— PAGE —
Who’d have thought that going through copy edits on your manuscript could be fun! But I really enjoy it. For the first time, you see your book through the eyes of a professional copy editor who gets down to the finest details: questioning, pointing out inconsistencies, recommending improvements. And most of the time they are spot on!

I’ve just finished going through the copy edits for my fourth novel, The Silk Weaver (due for publication January 2017) and these are some of the things I have learned:

  • When a hat previously had a blue ribbon on it, you need to make sure that it’s still blue when she wears it next!
  • A chaise is either a horse-drawn carriage or the US term for a chaise longue.
  • Quotes from original English 18th century documents often had spelling now only used in the US eg traveling/travelling, toward/towards, judgment/judgement. Similarly, oatmeal was an 18th century term for what we now call porridge oats but it is still used in the States. It’s fascinating to trace the origins and mutations of language.
  • Do you count the basement of a house as a ‘floor’, eg when describing a house as ‘four storey’?

— YOUR TASKS —
[1] According to the post about copy edits, when is The Silk Weaver due for publication?
[2] Carry on writing the post about copy edits, starting right after its last sentence.
You won't need the lines that come next.

— DATA —
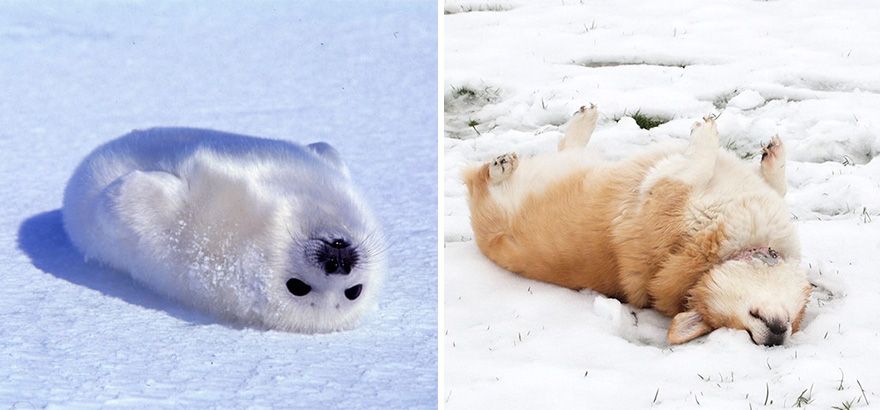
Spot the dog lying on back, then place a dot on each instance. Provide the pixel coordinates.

— ANSWERS TO THE PROBLEMS —
[1] January 2017.

[2]
  • You can’t be too careful with historical detail: dame schools were only set up in Victorian times (not in the 18th century)
  • A woman dressmaker would be called a ‘costumière’ not a costumier.
  • In conversation, would my character say ‘Coz’ or ‘Cousin’?
  • Don’t have your character sit down when she already sat down a paragraph earlier!
  • Question: Should this not be ‘The Analysis of Beauty’, if it’s referring to the book title rather than the concept of the line of beauty? Er, yes, almost certainly, now that you mention it!

In general, what you learn through the process of copy editing is that, however carefully you have checked, you will have made silly mistakes such as repeated words and inconsistencies. So bless all those copy editors (Lorraine, are you listening?) who are there to make sure you get it right!